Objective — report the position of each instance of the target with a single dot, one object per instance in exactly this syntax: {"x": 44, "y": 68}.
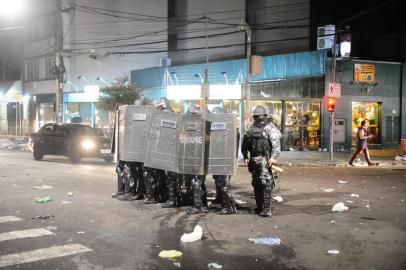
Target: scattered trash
{"x": 44, "y": 187}
{"x": 402, "y": 158}
{"x": 278, "y": 198}
{"x": 368, "y": 218}
{"x": 271, "y": 241}
{"x": 193, "y": 236}
{"x": 339, "y": 207}
{"x": 170, "y": 254}
{"x": 333, "y": 252}
{"x": 214, "y": 266}
{"x": 43, "y": 217}
{"x": 44, "y": 199}
{"x": 239, "y": 201}
{"x": 66, "y": 202}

•••

▶ _Stated problem_:
Make an exact copy of the records above, with the pictures left out.

▶ _Answer for this exercise_:
Objective — report the position of each instance of the target with a single dot, one object per instance in exactly this syntax: {"x": 44, "y": 68}.
Target: scattered trash
{"x": 44, "y": 187}
{"x": 402, "y": 158}
{"x": 278, "y": 198}
{"x": 368, "y": 218}
{"x": 271, "y": 241}
{"x": 193, "y": 236}
{"x": 339, "y": 207}
{"x": 170, "y": 254}
{"x": 333, "y": 252}
{"x": 214, "y": 266}
{"x": 43, "y": 217}
{"x": 44, "y": 199}
{"x": 239, "y": 201}
{"x": 66, "y": 202}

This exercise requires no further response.